Exercise directions — Repeat the listing below in full, keeping each word as given.

= = =

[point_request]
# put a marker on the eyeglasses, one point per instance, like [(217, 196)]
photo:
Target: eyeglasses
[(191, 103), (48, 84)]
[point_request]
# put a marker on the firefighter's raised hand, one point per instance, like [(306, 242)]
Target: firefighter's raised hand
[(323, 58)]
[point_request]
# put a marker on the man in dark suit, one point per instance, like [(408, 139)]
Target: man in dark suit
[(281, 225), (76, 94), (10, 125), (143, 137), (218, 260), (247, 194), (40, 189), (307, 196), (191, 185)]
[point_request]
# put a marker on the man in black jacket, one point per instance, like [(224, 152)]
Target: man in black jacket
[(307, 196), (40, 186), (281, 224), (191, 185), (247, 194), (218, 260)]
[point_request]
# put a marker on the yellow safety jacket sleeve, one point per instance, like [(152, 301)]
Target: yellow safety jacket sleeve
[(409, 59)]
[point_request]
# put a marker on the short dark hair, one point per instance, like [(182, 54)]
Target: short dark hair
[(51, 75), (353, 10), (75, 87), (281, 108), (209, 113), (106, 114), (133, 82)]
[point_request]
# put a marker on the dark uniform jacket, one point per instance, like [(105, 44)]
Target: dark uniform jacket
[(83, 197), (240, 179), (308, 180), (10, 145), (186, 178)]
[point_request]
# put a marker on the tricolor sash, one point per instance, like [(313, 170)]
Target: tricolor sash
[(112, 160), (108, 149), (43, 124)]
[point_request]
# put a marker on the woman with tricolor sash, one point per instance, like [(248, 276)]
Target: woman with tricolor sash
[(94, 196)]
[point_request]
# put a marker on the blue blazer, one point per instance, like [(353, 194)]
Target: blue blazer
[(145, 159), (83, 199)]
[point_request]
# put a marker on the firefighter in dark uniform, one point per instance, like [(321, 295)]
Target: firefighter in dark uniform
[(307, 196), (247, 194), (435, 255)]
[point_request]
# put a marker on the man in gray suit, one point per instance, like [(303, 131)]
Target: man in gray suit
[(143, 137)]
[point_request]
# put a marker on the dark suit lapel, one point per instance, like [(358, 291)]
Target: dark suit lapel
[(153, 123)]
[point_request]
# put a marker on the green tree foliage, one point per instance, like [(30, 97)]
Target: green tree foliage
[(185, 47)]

= = =

Result of the exercise —
[point_request]
# put a marker on the eyeglasses, one point per instance, like [(217, 196)]
photo:
Target: eyeglasses
[(191, 103), (48, 84)]
[point_request]
# put a marker on the firefighter's raised hand, one point per instance, like [(306, 242)]
Target: firefighter's raised hand
[(323, 58)]
[point_request]
# put a marker on the man in dark suit, one point per instance, like [(408, 139)]
Target: man in dark suit
[(281, 225), (76, 94), (10, 125), (143, 137), (218, 260), (247, 194), (40, 189), (307, 196), (191, 185)]
[point_request]
# put a marker on the man in black jacket, one point per instance, like [(224, 152)]
Target: man in black jacket
[(307, 196), (40, 186), (281, 224), (191, 185), (247, 194), (218, 260)]
[point_request]
# put a marker on the yellow safety jacket sleeve, one point per instance, like [(152, 301)]
Target: yellow safety jacket sleeve
[(409, 59)]
[point_request]
# put a marker on the short dark hair, one point per instance, like [(182, 54)]
Target: short dark hair
[(51, 75), (353, 10), (75, 87), (281, 108), (209, 113), (106, 114), (133, 82)]
[point_request]
# put a marker on the dark uniform jacket, one point per instance, like [(105, 44)]
Target: dark uniform jacket
[(83, 197), (240, 179), (308, 180), (10, 145), (186, 178)]
[point_request]
# put a marker on the tricolor sash, one point per instance, like [(313, 170)]
Target: tricolor sash
[(112, 160), (108, 149), (43, 124)]
[point_request]
# put a marker on the woman with tricolor sash, one point per instance, like [(248, 276)]
Target: woman with tricolor sash
[(94, 196)]
[point_request]
# put a marker on the blue blazer, one point per instance, like [(353, 194)]
Target: blue blazer
[(145, 159), (83, 199)]
[point_request]
# put a marker on the firefighter in dark uniform, one point per instance, like [(321, 295)]
Target: firefighter in dark uniform
[(307, 196), (247, 194), (435, 255)]
[point_request]
# put a marker on the man in gray suit, one point per instance, like [(303, 131)]
Target: man in gray suit
[(143, 137)]
[point_request]
# put a marker on the dark suit lapel, one point per instance, like [(358, 291)]
Target: dark suit lapel
[(153, 123)]
[point_request]
# put a marker on the green tree foliage, one point per instance, like [(30, 97)]
Target: green tree foliage
[(185, 47)]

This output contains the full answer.